* EXTRACT PROVIDED
= = = =

In [None]:
import numpy as np
import pandas as pd
import matplotlib.pyplot as plt

from sklearn.model_selection import train_test_split, GridSearchCV, KFold

from sklearn.metrics import confusion_matrix, classification_report, roc_auc_score, roc_curve

In [None]:
from sklearn.tree import DecisionTreeClassifier

from sklearn import tree

# Intro

The first part of this notebook uses a toy dataset to illustrate __how splits are made and evaluated__ when constructing a classification tree.

The example ilustrates splits done on a quantitative predictor (Income).

The example evaluates the splits based on the error rate. Notice that the CART algorithm implemented in scikit learn does not use the error rate to make splits. It uses either the Gini index or Entropy (whichever the user chooses).

__Creating the toy dataset__

There are three predictors. The outcome variable is Credit_Risk.

In [None]:
toy_df_classif = pd.DataFrame({'Savings':['Med','Low','High','Med','Low','High','Low','Med'], 'Assets':['High','Low','Med','Med','Med','High','Low','Med'], 'Income':[75,50,25,50,100,25,25,75], 'Credit_Risk':['Good','Bad','Bad','Good','Good','Good','Bad','Good']})

= = = =

* ENTRIES
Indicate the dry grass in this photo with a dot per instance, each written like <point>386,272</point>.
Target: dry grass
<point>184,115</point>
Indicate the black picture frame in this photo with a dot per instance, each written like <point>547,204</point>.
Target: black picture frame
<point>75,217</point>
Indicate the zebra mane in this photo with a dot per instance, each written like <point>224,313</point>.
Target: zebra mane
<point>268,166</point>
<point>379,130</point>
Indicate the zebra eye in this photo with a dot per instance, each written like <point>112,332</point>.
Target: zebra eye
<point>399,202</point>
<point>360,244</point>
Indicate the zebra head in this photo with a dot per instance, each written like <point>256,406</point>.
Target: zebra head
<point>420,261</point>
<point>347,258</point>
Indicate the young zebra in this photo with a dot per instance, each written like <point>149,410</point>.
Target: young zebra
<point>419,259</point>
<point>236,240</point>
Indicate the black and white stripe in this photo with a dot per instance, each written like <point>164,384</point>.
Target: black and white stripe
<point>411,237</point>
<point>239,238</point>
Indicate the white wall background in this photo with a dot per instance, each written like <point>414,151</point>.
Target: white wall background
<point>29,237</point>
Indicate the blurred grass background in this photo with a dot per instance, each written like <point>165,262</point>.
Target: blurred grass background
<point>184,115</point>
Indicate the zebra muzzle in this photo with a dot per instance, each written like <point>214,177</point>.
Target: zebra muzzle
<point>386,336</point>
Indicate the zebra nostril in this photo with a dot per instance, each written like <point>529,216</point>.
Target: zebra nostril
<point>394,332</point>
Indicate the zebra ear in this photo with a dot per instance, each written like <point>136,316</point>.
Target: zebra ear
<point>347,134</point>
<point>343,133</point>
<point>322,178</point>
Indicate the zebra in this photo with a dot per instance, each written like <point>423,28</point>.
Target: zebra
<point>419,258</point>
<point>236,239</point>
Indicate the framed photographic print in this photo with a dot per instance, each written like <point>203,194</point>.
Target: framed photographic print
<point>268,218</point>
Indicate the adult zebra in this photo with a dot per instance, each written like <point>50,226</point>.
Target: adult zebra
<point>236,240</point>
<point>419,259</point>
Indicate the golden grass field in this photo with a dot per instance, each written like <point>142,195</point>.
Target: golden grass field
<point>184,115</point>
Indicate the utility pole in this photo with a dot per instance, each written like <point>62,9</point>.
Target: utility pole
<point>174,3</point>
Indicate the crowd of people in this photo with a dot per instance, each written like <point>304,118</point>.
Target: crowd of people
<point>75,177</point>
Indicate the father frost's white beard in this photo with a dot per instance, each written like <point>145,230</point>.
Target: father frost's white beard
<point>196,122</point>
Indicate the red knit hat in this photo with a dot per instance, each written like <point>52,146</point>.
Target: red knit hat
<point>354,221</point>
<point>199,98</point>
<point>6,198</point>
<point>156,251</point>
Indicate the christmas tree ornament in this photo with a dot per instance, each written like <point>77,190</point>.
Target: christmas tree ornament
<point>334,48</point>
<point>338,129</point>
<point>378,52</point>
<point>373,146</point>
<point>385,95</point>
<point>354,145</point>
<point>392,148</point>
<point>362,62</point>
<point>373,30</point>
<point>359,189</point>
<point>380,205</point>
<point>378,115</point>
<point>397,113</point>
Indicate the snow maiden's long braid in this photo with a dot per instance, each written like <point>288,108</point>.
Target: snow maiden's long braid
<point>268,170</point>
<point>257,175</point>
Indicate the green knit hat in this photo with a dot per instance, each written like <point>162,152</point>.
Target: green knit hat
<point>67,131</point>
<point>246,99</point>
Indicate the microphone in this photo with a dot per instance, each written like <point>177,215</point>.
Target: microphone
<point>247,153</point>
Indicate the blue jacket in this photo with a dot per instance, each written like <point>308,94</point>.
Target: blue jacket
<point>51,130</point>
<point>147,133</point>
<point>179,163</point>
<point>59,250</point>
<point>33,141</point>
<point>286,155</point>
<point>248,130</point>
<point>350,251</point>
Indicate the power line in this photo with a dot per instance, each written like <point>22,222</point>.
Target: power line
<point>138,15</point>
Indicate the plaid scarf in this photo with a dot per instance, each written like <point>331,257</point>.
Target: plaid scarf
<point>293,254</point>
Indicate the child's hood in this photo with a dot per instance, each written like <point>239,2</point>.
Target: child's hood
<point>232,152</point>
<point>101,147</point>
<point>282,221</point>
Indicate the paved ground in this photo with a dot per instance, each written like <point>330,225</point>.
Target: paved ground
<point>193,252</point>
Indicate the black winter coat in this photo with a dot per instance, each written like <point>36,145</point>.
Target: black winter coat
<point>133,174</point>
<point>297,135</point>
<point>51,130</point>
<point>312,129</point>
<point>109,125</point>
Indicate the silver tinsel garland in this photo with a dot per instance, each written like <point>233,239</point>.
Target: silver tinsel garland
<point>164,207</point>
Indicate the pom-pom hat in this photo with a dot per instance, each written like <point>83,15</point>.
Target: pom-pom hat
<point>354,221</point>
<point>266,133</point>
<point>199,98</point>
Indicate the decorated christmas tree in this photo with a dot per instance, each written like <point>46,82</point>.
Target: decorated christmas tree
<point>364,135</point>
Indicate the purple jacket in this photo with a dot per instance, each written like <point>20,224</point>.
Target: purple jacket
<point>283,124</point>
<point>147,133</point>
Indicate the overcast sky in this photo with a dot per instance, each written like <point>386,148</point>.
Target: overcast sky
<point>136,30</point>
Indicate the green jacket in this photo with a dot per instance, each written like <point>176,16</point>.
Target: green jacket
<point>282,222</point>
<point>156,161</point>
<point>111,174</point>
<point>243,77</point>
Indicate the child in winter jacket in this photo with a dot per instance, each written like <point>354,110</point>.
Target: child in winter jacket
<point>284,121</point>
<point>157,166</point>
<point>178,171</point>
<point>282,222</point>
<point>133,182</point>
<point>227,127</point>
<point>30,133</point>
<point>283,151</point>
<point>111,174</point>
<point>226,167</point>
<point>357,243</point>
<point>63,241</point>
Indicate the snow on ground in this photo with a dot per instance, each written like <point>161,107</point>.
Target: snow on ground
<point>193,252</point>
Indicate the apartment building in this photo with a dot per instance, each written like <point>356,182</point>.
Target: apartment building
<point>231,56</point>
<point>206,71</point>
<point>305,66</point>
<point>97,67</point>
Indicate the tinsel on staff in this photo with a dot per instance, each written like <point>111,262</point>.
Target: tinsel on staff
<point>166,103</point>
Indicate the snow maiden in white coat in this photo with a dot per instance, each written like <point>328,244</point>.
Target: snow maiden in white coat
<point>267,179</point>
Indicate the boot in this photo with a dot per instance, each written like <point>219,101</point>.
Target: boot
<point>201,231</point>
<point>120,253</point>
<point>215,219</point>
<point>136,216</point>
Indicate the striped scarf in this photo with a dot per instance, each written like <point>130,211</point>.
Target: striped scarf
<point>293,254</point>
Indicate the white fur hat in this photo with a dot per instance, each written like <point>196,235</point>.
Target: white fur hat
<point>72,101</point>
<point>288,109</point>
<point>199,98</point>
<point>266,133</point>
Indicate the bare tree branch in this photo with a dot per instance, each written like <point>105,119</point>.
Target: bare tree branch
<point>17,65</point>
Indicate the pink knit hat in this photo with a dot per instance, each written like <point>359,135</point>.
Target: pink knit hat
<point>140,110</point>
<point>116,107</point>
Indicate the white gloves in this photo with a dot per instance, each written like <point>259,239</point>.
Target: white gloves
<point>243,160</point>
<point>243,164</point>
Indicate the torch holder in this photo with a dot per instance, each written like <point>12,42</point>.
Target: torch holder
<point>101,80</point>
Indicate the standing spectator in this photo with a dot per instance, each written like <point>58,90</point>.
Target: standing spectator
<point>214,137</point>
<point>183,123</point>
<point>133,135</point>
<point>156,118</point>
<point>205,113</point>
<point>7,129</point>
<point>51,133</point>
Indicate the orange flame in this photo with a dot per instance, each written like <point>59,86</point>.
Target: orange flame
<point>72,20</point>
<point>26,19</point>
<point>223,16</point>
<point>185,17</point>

= = = =

* PROBLEMS TO WORK ON
A - According to the classification tree notebook, what does the CART algorithm in scikit-learn use to make splits instead of the error rate?
B - Continue the classification tree notebook from its final line.

* ANSWERS IN ORDER
A - It uses either the Gini index or entropy, whichever the user chooses.

B -
In [None]:
toy_df_classif

#### Exploring how splits are made when constructing a CT
#### Exploring splits on Income

The first thing to do before creating __the possible splits__ on a quantitative predictor is to __obtain the cutoff points__.

To obtain the possible cutoff points, I will first store all Income values (excluding duplicates) in an array called __Income_unique__.

In [None]:
Income_unique= np.sort(toy_df_classif['Income'].unique())
Income_unique

In [None]:
cutpoints=[]
for i in np.arange(len(Income_unique)-1):  # I need i to reach only the second to last index (not  last one). np.arange(len(x)-1) generates the numbers 0,1,2
    cutpoints.append((Income_unique[i]+ Income_unique[i+1])/2)

In [None]:
cutpoints

The algorithm will find an split using Income based on these three cutpoints and would decide the best split (i.e., the split
leading to the purest child nodes).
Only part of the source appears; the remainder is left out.